- Aim of the task:
Filter this material down to the lines that hold "elephant", copying each one.

- Input records:
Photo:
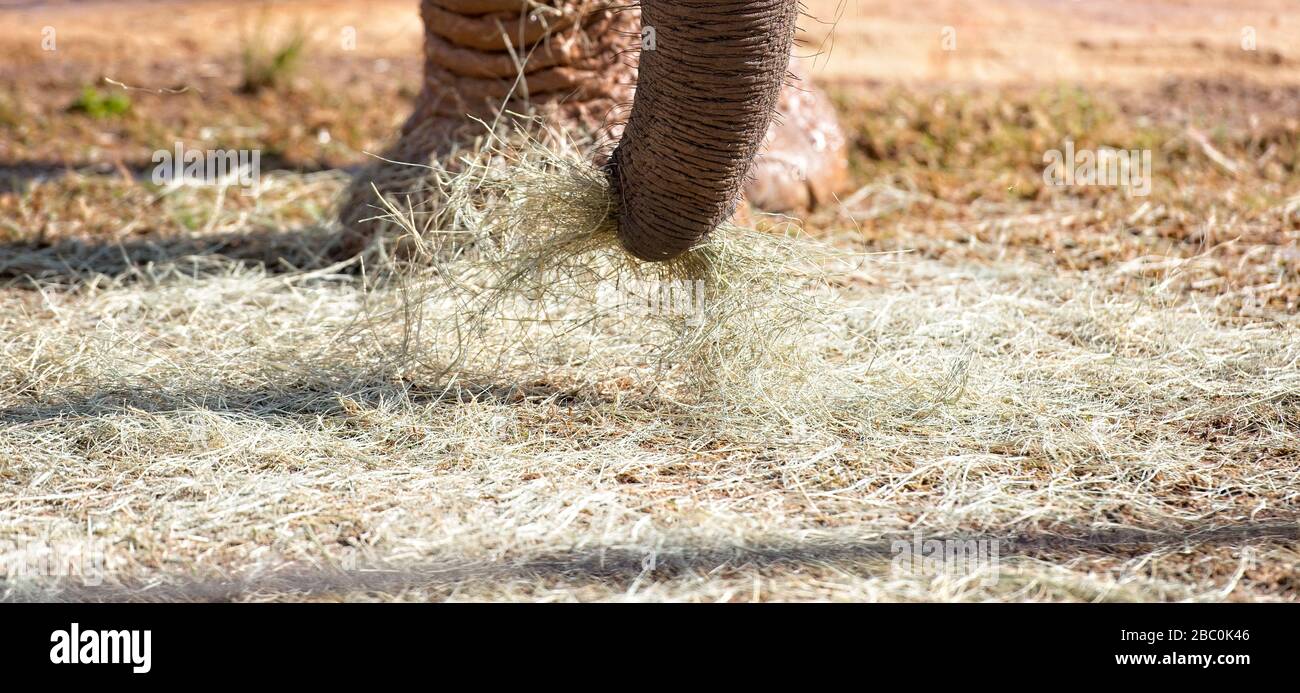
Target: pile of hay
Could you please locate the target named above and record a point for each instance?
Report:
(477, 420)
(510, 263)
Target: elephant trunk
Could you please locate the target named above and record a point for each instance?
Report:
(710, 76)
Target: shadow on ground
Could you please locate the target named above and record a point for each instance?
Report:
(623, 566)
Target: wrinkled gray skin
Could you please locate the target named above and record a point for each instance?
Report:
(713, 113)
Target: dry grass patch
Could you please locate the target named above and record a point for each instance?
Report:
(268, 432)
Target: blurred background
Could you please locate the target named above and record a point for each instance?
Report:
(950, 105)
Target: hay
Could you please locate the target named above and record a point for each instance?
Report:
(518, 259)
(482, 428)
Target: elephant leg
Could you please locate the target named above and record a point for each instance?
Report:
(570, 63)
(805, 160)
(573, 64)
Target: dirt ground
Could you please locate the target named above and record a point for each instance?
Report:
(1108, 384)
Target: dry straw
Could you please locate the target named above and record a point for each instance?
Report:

==

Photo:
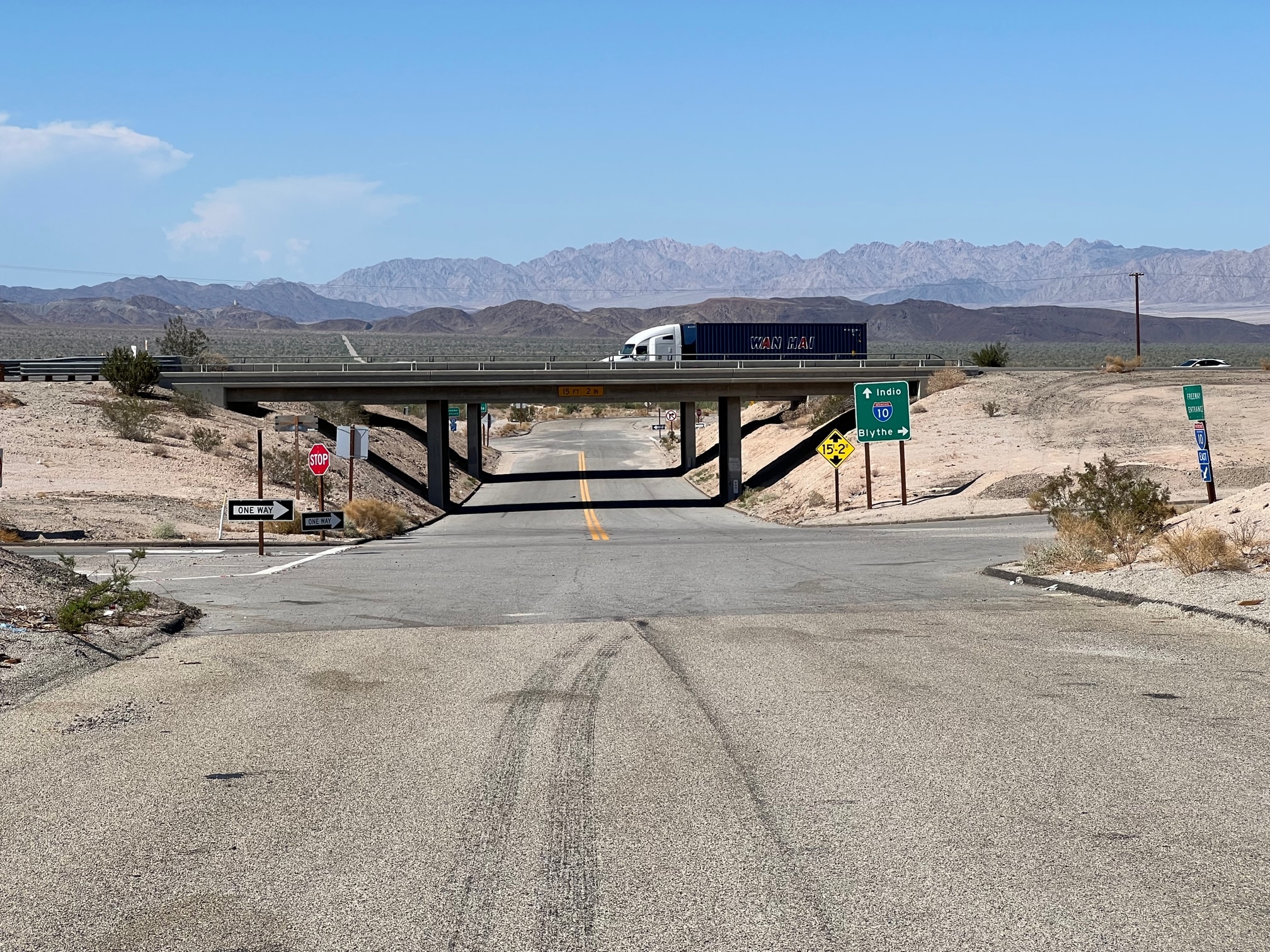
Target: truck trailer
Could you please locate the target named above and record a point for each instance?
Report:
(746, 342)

- Exercise response:
Target: elephant trunk
Target: elephant leg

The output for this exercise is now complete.